[Items listed in a dataset]
────────────────────────────────────────
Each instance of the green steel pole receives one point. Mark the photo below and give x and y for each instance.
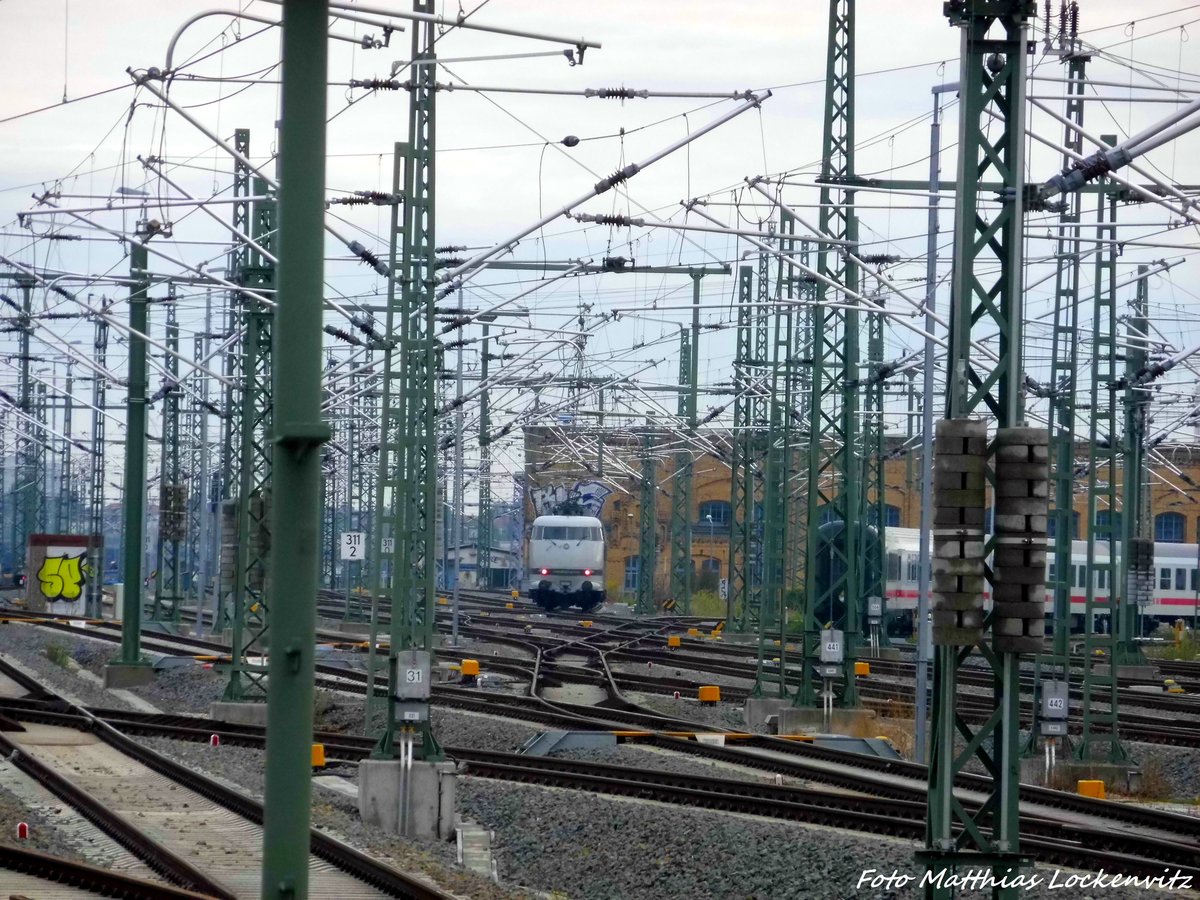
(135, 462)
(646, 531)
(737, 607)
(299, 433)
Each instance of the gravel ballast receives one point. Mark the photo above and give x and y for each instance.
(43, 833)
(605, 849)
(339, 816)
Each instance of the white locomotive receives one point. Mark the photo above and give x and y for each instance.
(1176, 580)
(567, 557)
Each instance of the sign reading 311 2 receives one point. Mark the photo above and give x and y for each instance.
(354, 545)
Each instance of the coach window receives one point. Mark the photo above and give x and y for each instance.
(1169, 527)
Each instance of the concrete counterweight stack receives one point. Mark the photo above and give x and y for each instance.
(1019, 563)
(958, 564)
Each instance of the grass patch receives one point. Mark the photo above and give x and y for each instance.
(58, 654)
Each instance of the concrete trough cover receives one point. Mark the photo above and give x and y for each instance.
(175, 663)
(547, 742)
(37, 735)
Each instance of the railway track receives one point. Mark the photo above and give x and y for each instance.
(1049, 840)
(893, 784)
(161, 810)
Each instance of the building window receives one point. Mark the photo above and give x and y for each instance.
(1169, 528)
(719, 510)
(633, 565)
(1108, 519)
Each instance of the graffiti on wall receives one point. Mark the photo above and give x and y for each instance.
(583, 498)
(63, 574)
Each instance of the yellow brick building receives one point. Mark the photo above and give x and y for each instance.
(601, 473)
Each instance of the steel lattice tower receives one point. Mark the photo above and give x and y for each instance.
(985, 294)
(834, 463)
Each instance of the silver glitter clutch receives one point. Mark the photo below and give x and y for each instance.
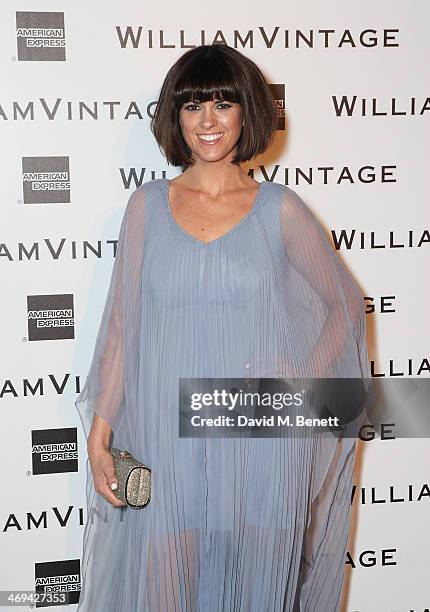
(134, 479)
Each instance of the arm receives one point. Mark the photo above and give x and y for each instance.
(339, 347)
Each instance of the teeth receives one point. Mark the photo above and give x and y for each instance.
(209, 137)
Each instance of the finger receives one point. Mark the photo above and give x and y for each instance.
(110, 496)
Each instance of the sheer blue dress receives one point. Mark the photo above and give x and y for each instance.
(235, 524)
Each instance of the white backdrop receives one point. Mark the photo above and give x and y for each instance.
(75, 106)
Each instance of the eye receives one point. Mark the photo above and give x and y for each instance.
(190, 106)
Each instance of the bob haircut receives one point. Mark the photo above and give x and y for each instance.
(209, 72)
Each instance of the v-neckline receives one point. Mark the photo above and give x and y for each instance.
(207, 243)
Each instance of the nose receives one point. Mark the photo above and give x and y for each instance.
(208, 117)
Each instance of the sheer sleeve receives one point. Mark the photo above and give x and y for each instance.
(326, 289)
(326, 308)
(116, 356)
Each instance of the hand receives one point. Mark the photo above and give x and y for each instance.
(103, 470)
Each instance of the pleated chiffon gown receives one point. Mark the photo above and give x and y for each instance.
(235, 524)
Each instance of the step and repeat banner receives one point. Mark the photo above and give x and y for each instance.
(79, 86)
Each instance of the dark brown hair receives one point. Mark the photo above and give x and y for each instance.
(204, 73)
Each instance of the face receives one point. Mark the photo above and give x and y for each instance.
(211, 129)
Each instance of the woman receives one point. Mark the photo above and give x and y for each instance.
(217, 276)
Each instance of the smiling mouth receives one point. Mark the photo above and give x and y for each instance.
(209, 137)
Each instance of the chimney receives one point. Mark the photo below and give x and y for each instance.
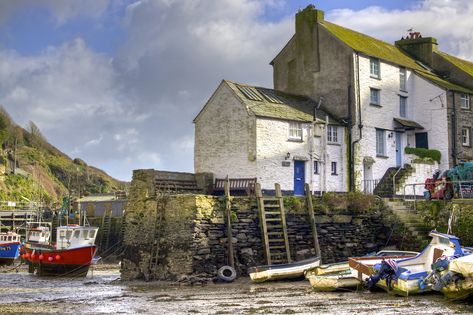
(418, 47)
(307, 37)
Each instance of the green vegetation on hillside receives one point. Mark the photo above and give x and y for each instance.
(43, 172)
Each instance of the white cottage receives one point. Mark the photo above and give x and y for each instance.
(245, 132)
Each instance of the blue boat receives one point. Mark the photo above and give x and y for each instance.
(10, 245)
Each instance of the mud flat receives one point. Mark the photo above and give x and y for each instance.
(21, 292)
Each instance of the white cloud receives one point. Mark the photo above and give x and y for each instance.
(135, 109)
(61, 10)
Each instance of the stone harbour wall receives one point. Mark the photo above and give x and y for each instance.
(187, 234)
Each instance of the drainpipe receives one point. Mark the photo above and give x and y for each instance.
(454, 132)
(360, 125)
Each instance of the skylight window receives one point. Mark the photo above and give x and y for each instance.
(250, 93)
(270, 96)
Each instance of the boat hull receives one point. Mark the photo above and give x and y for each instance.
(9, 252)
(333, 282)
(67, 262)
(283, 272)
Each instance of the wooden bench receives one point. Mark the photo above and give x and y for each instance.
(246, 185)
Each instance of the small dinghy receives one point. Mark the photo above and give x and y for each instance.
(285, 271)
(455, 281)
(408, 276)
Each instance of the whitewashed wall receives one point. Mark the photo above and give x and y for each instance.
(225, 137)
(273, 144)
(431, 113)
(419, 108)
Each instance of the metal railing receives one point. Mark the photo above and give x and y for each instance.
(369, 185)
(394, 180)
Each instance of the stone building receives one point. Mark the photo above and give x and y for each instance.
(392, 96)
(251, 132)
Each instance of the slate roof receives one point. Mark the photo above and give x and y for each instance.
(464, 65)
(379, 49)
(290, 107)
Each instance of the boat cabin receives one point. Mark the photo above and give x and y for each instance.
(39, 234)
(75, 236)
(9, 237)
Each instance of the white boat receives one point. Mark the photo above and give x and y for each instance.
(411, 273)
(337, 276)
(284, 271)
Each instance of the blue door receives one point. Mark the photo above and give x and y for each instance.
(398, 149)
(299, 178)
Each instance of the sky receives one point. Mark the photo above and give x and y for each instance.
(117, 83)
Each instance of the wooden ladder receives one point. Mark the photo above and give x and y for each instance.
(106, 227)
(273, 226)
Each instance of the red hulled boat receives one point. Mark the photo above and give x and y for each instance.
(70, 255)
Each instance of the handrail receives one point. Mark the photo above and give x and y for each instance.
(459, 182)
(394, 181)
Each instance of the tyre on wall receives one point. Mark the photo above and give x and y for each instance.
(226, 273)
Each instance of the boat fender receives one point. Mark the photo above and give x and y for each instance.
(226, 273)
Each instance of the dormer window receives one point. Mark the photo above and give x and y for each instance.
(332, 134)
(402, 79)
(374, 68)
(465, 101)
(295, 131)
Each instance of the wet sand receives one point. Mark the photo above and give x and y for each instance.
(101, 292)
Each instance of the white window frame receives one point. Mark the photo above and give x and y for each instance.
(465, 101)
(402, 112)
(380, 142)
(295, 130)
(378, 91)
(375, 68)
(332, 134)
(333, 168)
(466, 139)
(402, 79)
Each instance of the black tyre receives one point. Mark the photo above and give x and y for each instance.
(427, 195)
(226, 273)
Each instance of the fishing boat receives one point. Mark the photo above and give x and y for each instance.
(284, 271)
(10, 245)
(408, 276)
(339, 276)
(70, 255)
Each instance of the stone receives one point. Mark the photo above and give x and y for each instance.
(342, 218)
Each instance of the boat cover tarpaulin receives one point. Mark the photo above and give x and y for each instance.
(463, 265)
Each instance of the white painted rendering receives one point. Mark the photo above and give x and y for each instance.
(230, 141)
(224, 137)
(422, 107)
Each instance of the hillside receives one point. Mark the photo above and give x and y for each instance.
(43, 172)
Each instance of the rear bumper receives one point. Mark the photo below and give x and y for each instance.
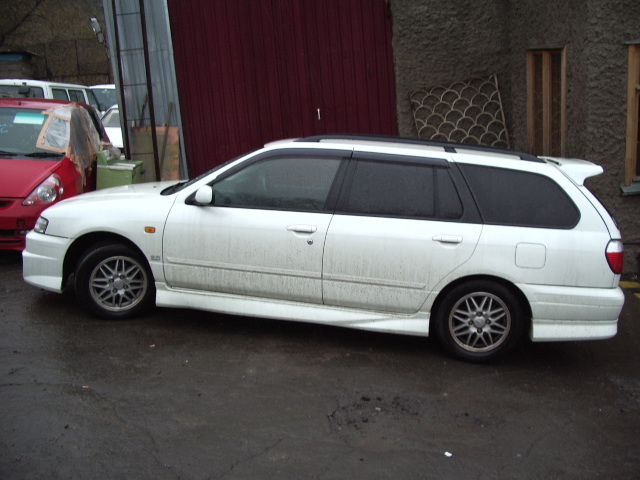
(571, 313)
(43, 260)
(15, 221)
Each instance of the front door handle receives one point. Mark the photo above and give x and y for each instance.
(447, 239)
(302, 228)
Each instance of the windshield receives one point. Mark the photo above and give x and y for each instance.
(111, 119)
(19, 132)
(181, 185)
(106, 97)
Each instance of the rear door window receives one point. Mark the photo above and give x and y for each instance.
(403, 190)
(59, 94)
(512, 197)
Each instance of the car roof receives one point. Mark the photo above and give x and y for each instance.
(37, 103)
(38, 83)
────────────────────────────────────────
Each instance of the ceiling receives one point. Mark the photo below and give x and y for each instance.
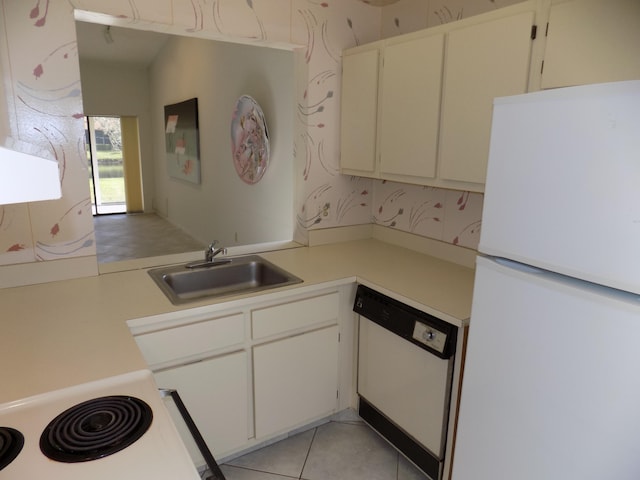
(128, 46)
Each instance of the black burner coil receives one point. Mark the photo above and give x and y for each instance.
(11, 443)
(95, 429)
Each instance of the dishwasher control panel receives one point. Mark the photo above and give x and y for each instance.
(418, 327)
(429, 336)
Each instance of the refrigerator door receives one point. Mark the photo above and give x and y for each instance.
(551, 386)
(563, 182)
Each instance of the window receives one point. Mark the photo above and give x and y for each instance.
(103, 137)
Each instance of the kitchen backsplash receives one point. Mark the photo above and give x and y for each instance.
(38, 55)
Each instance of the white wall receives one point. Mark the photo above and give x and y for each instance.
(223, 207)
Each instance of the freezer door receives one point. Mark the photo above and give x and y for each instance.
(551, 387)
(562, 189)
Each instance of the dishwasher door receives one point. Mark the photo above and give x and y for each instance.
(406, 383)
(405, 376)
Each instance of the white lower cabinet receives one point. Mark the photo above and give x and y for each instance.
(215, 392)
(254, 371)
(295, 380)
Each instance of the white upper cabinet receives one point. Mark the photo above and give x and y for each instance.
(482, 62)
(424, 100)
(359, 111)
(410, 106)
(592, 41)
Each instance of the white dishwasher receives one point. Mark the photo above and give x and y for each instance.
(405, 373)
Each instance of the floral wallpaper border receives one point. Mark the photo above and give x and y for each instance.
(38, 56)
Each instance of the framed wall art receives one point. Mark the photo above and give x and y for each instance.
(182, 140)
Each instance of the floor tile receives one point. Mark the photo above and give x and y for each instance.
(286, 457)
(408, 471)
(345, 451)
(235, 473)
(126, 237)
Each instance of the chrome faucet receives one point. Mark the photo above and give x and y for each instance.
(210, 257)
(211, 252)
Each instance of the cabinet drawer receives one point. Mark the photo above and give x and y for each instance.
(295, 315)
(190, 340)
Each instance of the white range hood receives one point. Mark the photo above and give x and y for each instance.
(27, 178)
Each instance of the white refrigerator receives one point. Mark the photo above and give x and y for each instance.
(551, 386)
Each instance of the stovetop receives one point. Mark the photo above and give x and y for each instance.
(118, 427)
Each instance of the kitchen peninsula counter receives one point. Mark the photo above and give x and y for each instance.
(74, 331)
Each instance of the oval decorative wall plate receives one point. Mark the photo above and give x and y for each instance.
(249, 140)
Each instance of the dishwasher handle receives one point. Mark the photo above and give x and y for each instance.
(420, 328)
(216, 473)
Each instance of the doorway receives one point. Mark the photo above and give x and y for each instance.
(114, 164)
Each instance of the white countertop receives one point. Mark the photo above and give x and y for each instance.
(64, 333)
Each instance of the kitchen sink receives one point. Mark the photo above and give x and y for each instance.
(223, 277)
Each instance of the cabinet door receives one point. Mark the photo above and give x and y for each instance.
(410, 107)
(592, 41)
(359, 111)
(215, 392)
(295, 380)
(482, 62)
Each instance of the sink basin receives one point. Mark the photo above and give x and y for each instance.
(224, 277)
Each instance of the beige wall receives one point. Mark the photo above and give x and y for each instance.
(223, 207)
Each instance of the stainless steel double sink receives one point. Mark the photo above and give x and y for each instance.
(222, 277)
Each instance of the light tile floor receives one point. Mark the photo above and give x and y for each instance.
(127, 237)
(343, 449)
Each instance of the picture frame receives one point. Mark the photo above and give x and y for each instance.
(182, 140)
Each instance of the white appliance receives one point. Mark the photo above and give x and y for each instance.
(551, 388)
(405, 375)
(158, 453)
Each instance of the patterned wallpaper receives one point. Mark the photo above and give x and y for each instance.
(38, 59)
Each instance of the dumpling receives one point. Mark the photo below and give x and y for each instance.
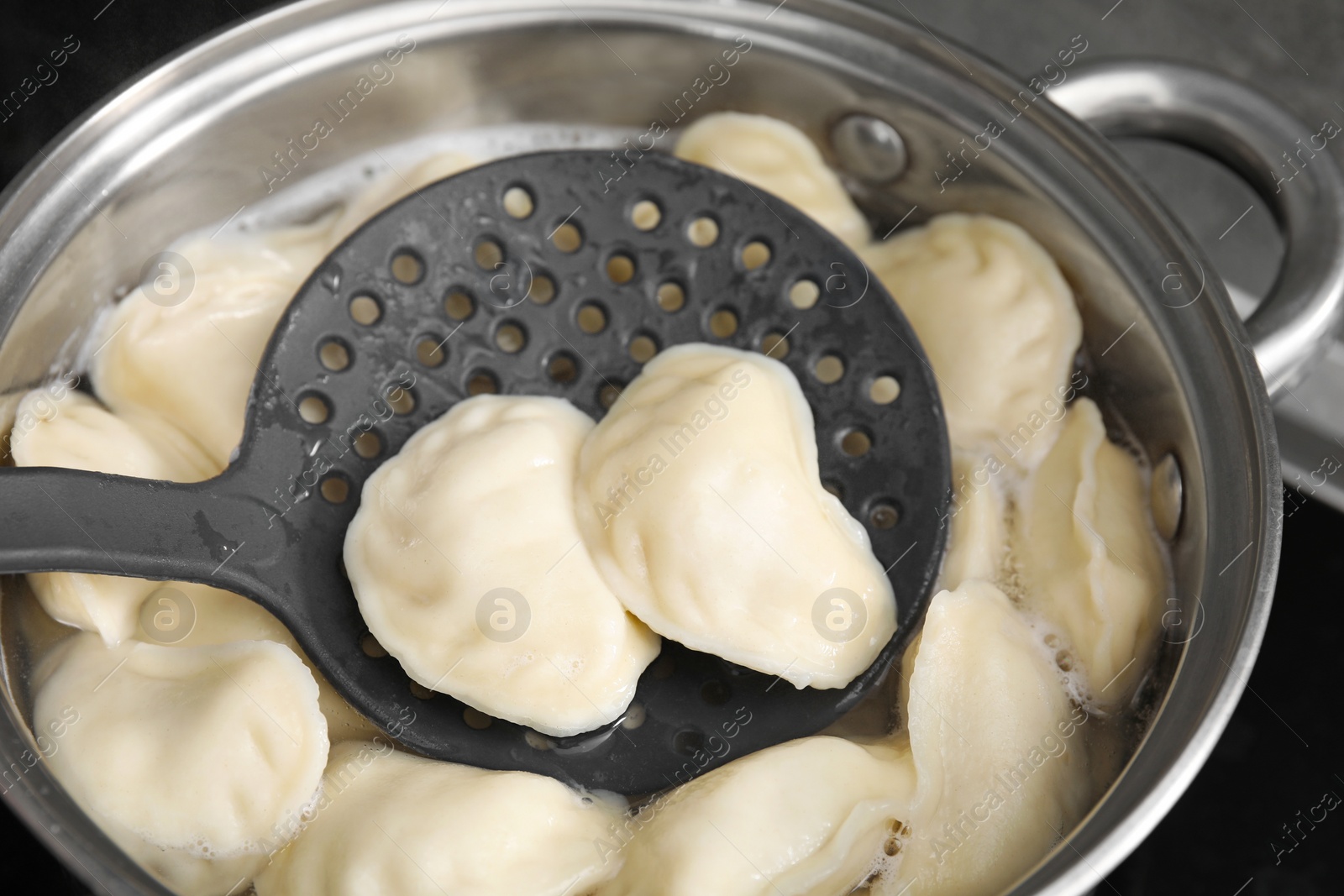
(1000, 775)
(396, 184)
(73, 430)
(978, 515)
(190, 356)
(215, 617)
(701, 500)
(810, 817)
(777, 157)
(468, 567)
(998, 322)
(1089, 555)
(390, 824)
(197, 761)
────────────────────────────────────────
*Exercise goal*:
Echo the lines of the records above verbatim, everything from the line containing "Each instance of the sign" down to the line containing "(1169, 527)", both included.

*Reply to the exercise*:
Each instance of the sign reading 311 2 receives one point. Mark the photo above and give x and y for each instance.
(354, 545)
Each instance of the coach window receives one point. Mark the photo above and give x and y for each instance.
(1169, 527)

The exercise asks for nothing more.